**Dostarczony tekst:**
Pokarm,
który obecnie przeważa na sklepowych półkach jest przetworzony, rafinowany i
niezdrowy. Ludzie zahipnotyzowany suną po supermarkecie obładowując wózki
jedzeniem w pudełkach. Niedożywiony organizm domaga się prawdziwego pożywienia,
dlatego wciąż żąda więcej, nawet jeśli na obiad została pochłonięta
ciężkostrawna bomba kaloryczna : schaboszczak i ziemniaki. Po obiadku
koniecznie deser, może słodkie tiramisu?
Myślę, że
większość z nas urodziła się w typowej polskiej rodzinie, gdzie od małego
serwowane były na niedzielne obiadki kluski śląskie, roladka, kotleciki czy
wywary ze zwłok zwierzęcych, czyli rozgrzewające zupy.

**Dostarczony materiał:**

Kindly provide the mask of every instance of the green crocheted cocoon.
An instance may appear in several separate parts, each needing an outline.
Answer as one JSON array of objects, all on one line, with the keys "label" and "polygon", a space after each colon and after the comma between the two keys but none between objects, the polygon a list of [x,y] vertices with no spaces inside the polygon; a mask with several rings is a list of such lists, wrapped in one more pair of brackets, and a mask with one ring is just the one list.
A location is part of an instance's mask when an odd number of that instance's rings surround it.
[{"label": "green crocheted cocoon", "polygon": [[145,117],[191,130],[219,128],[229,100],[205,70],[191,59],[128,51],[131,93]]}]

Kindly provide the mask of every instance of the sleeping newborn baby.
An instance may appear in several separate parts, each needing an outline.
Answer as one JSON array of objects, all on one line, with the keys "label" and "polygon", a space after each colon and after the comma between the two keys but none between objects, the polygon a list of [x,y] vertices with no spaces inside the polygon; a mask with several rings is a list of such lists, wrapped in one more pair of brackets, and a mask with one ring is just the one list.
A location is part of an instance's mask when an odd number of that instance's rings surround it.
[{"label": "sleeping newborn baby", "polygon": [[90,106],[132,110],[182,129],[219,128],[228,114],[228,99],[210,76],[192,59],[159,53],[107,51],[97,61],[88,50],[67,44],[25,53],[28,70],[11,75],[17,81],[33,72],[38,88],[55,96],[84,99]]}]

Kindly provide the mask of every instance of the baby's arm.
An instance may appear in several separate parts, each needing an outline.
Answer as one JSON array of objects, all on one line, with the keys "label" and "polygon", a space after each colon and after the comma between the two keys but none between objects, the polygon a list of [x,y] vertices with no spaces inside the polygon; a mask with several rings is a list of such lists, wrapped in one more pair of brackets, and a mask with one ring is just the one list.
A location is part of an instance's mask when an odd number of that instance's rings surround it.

**Cel zadania 1:** Wyfiltruj z wpisów wszystkie wiersze zawierające słowo "cocoon" i przepisz je.
**Cel zadania 2:** Proszę, kontynuuj tekst o jedzeniu, zaczynając po jego ostatnim zdaniu.
Tekst o jedzeniu i wpisy pochodzą z różnych źródeł.

**Odpowiedź 1:**
Kindly provide the mask of every instance of the green crocheted cocoon.
[{"label": "green crocheted cocoon", "polygon": [[145,117],[191,130],[219,128],[229,100],[205,70],[191,59],[128,51],[131,93]]}]

**Odpowiedź 2:**
Ludzie
rozwijają się głównie poprzez naśladowanie pewnych schematów. Jeżeli obiadki u
babci i mamy są takie pyszne, ugotowane od serca i pachnące dania, to znaczy że
obiadek jest porządny, najlepszy na świecie. Zresztą wszystkie koleżanki i
koledzy tak mawiają. Przynajmniej tak było w moim przypadku. Mimo, iż zdawałam
sobie sprawę, że owoce i warzywa są bardzo zdrowe, jadłam je w znikomych
ilościach. W znikomych dla mnie obecnie, ponieważ teraz zdaje sobie sprawę, że
powinniśmy odżywiać się tym, co nas odżywia, a nie zatruwa. A typowy Polak, aż
drży żeby nie zachorować, ponieważ leki, zabiegi, wizyty u lekarza są bardzo
kosztowne i stresujące. Mimo wszystko, większość nie chce budować swojego
płaszcza ochronnego, wzmacniać się i zapobiegać infekcjom.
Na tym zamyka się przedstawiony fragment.